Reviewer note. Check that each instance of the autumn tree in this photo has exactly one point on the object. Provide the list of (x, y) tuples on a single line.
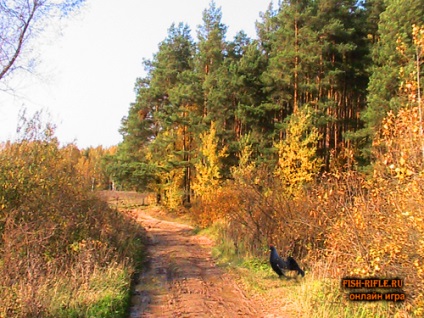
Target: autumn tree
[(297, 160), (208, 165)]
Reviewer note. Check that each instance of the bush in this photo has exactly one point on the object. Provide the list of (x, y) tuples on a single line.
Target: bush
[(63, 252)]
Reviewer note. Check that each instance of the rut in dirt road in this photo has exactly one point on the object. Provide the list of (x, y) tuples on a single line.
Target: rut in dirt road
[(182, 279)]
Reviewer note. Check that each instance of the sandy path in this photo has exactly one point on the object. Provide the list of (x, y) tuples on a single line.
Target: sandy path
[(182, 279)]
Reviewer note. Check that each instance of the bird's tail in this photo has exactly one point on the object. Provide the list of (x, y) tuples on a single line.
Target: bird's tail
[(294, 266)]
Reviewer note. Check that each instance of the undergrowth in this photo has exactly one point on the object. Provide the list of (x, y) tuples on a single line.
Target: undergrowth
[(63, 251)]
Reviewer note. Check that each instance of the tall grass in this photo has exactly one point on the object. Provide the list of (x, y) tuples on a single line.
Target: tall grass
[(63, 251)]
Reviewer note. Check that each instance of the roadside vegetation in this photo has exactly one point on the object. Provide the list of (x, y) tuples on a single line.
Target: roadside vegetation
[(63, 251), (309, 137)]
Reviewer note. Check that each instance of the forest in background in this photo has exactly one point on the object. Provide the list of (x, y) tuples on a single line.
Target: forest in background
[(308, 136)]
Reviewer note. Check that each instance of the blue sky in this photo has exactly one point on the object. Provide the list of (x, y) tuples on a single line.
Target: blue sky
[(85, 77)]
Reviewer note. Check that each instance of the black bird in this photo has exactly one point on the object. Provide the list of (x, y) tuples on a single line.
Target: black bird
[(280, 265)]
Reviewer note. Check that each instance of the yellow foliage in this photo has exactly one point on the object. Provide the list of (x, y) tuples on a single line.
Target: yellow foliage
[(297, 161), (208, 176)]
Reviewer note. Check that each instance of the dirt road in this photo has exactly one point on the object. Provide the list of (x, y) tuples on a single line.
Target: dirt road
[(182, 280)]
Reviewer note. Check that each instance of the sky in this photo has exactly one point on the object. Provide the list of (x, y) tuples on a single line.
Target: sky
[(85, 77)]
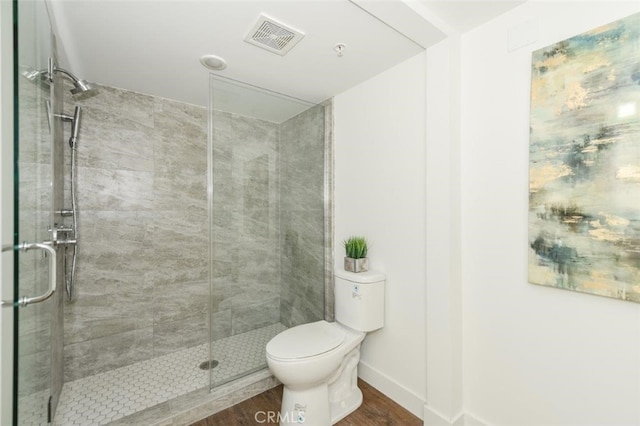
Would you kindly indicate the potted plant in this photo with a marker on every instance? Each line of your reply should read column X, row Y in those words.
column 356, row 258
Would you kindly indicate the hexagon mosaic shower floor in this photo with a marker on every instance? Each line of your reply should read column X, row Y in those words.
column 112, row 395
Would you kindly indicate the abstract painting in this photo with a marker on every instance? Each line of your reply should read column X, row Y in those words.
column 584, row 162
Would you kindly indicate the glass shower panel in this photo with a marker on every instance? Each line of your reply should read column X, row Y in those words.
column 34, row 164
column 266, row 188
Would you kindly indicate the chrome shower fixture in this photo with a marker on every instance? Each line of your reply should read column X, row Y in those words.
column 46, row 75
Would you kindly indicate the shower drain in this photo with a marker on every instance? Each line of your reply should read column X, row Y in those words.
column 208, row 365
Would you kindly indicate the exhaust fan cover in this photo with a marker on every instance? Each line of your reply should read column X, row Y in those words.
column 273, row 36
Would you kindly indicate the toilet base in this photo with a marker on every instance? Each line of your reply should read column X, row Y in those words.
column 326, row 403
column 309, row 406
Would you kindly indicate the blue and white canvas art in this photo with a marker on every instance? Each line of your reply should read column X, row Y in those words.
column 584, row 162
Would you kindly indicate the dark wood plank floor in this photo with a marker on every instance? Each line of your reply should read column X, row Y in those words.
column 376, row 410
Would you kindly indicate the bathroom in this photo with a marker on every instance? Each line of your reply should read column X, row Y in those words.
column 466, row 339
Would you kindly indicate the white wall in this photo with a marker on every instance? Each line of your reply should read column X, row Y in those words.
column 6, row 212
column 380, row 193
column 443, row 297
column 532, row 355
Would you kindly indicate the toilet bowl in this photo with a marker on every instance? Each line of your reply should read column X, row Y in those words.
column 317, row 362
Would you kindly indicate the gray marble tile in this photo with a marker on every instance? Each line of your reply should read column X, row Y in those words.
column 106, row 141
column 221, row 324
column 232, row 295
column 94, row 356
column 250, row 317
column 34, row 371
column 145, row 417
column 178, row 247
column 177, row 301
column 125, row 105
column 114, row 189
column 180, row 334
column 107, row 311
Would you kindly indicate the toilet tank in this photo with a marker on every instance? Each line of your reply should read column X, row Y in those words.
column 359, row 299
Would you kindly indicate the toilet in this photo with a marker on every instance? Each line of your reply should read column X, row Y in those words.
column 317, row 362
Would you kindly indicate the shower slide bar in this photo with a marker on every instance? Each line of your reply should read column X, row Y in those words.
column 24, row 301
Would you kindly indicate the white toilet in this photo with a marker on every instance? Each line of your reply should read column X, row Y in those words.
column 317, row 362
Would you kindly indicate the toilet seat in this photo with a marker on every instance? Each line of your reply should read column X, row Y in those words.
column 305, row 341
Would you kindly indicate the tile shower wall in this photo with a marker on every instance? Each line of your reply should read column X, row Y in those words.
column 246, row 289
column 142, row 283
column 302, row 217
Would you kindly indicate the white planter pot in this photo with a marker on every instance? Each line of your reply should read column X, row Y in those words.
column 356, row 265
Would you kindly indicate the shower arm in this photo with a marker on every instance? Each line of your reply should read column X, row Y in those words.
column 52, row 69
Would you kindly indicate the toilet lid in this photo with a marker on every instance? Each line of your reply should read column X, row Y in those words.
column 305, row 340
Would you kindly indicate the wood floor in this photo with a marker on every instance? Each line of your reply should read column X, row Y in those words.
column 376, row 410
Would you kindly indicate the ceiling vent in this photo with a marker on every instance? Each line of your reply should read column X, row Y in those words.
column 273, row 36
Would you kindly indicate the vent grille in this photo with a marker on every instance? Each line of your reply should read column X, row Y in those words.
column 273, row 36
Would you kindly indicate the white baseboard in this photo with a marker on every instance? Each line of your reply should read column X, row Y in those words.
column 394, row 390
column 433, row 418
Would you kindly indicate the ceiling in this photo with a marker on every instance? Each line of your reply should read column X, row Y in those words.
column 154, row 47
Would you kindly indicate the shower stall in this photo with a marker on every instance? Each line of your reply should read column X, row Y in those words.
column 204, row 232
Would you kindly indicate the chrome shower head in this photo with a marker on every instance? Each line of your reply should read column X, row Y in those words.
column 79, row 86
column 82, row 86
column 45, row 76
* * *
This exercise calls for the records to be given again exactly, without the images.

* **SOLVED EXERCISE**
Reviewer note. Check that each instance of the autumn tree in this photo has exactly one point on the object. Provide the list of (x, y) tuples on a single line.
Target: autumn tree
[(297, 160), (208, 165)]
Reviewer note. Check that each instance of the bush in this photo has exactly one point on the object. Provide the list of (x, y) tuples on a single line.
Target: bush
[(63, 252)]
Reviewer note. Check that each instance of the rut in dirt road in this photo has exactly one point on the object. Provide the list of (x, y) tuples on a single line.
Target: rut in dirt road
[(182, 279)]
Reviewer note. Check that each instance of the sandy path in this photo has exactly one point on the object. Provide the list of (x, y) tuples on a single line.
Target: sandy path
[(182, 279)]
Reviewer note. Check that each instance of the bird's tail in this photo has exactly one point on the object. Provide the list of (x, y) tuples on a single line.
Target: bird's tail
[(294, 266)]
Reviewer note. Check that each instance of the undergrowth in this photo has exactly one point on the object. Provide the list of (x, y) tuples on a single line.
Target: undergrowth
[(63, 251)]
Reviewer note. Check that each instance of the tall grass in this photo has exactly one point on the object. Provide the list of (x, y) tuples on a single line.
Target: tall grass
[(63, 251)]
Reviewer note. Check that each instance of the roadside vegetation in this photo has exactly one point on the object. Provide the list of (x, y) tuples on a single line.
Target: roadside vegetation
[(63, 251), (309, 137)]
Reviewer note. Check that each instance of the forest in background in this photo has exactly one point on the object. Provide the list of (x, y) tuples on a single line.
Target: forest in background
[(308, 136)]
Reviewer note. Check that each instance of the blue sky in this photo has exactly one point on the object. Provide the list of (x, y) tuples on a single line.
Target: blue sky
[(85, 77)]
Reviewer note. Check that each instance of the black bird in this photo has exactly one point on the object. Provide the list of (x, y) tuples on a single line.
Target: black bird
[(280, 265)]
Reviewer note. Check that each instance of the yellow foliage in this photo has exactly one point on the object. Provide the list of (x, y) tuples on a single line.
Target: yellow foliage
[(297, 161), (208, 176)]
Reviewer note. Check that each instance of the dirt road in this photo has exactly one point on the object. Provide the list of (x, y) tuples on a single line.
Target: dirt road
[(182, 280)]
Reviewer note. Check that each instance of the sky in this photo has exactly one point on the object. Provide the list of (x, y) tuples on a single line.
Target: sky
[(85, 77)]
Would you kindly indicate the potted plant in this photo with a marker on every instance? Each line of your reply should read column X, row Y in those words.
column 356, row 258
Would you kindly indicate the hexagon mosaic shower floor in this photo with a marker on every instance? Each line of your reply should read column X, row Y in those words.
column 112, row 395
Would you kindly indicate the abstract painting in this photo with a marker on every instance? Each line of your reply should read column X, row Y in those words.
column 584, row 162
Would you kindly indicate the glass shower panel in this photo with a marker on every instance? Each line of your reply should read column X, row Y in those words.
column 34, row 164
column 266, row 188
Would you kindly indicate the chrome shower fixture in this photo with a marker on every instance? Each line of your reply should read column X, row Y in those words.
column 46, row 75
Would you kindly indicate the shower drain in this photo with a marker on every instance? Each line of your reply should read column X, row Y in those words.
column 208, row 365
Would you kindly indicate the exhaust fan cover in this photo with a marker on every instance? Each line of your reply should read column X, row Y in those words.
column 273, row 36
Would you kindly indicate the toilet base in this photo with a marker on every instance? Each line of your reply should read column X, row Y in those words.
column 326, row 403
column 309, row 406
Would you kindly indicate the blue and white canvas art in this photo with a marker on every instance? Each line of your reply should read column X, row Y in those words.
column 584, row 162
Would you kindly indicate the dark wood plank floor in this photo with a marker on every instance? Each line of your reply should read column X, row Y in those words.
column 376, row 410
Would you kindly indicate the bathroom in this photo with a marker on every instance? Each line of your reply should read column X, row Y in those words.
column 466, row 339
Would you kindly indicate the white wall in this photo with a marker on every instance? Each line of your reply should read column X, row Y in those words.
column 6, row 212
column 380, row 193
column 443, row 297
column 532, row 355
Would you kindly indicate the toilet bowl in this photo with a marker on every instance? Each line of your reply should read column X, row Y in those words.
column 317, row 362
Would you kindly indicate the gray marble tile in this photo with a marker on every instance? Each line of your reply should read column X, row Y in those words.
column 106, row 141
column 221, row 324
column 232, row 295
column 94, row 356
column 250, row 317
column 34, row 371
column 145, row 417
column 178, row 247
column 177, row 301
column 125, row 105
column 114, row 189
column 180, row 334
column 107, row 311
Would you kindly indicate the toilet tank in this photo with a marker on every instance? Each line of your reply should read column X, row Y in those words.
column 359, row 299
Would you kindly indicate the toilet in this photo with a marker on every instance? Each line of your reply should read column X, row Y in those words.
column 317, row 362
Would you kindly indicate the shower slide bar in this photo with a marker on every instance? Each line of your reply should read column X, row Y in those words.
column 24, row 301
Would you kindly indicate the white toilet in this photo with a marker on every instance? Each line of your reply should read column X, row Y in those words.
column 317, row 362
Would you kindly indicate the toilet seat in this photo with a marker on every instance? Each line of your reply should read column X, row Y in those words.
column 305, row 341
Would you kindly indicate the tile shower wall in this photo with a marker on every instance? Each line of your reply should read column X, row Y in those words.
column 246, row 289
column 142, row 283
column 302, row 217
Would you kindly indicate the white planter pot in this photo with a marker on every instance? Each line of your reply should read column X, row Y in those words.
column 356, row 265
Would you kindly indicate the shower arm in this photo with a marker on every instance? Each line of your reply should read column X, row Y in those words.
column 52, row 69
Would you kindly indicate the toilet lid in this photo with a marker on every instance? Each line of your reply should read column X, row Y in those words.
column 305, row 340
Would you kindly indicate the wood floor in this photo with a marker on every instance? Each line of your reply should read column X, row Y in those words.
column 376, row 410
Would you kindly indicate the ceiling vent in this photo with a marker on every instance? Each line of your reply should read column X, row Y in those words.
column 273, row 36
Would you kindly indicate the vent grille in this photo with a marker on every instance? Each line of your reply should read column X, row Y in those words.
column 273, row 36
Would you kindly indicate the white baseboard in this photo with a marker on every instance? Each line of your reply should read column X, row Y in those words.
column 394, row 390
column 433, row 418
Would you kindly indicate the ceiling in this photo with a marker on every instance? Each line of your reply should read column X, row Y in those words.
column 154, row 47
Would you kindly indicate the shower stall in this photo with a marker on every instance? Each line of your reply should read column X, row Y in those words.
column 204, row 232
Would you kindly indicate the chrome shower head in this photo with a marker on every instance? Each line of your reply should read column X, row Y in those words.
column 79, row 86
column 82, row 86
column 45, row 76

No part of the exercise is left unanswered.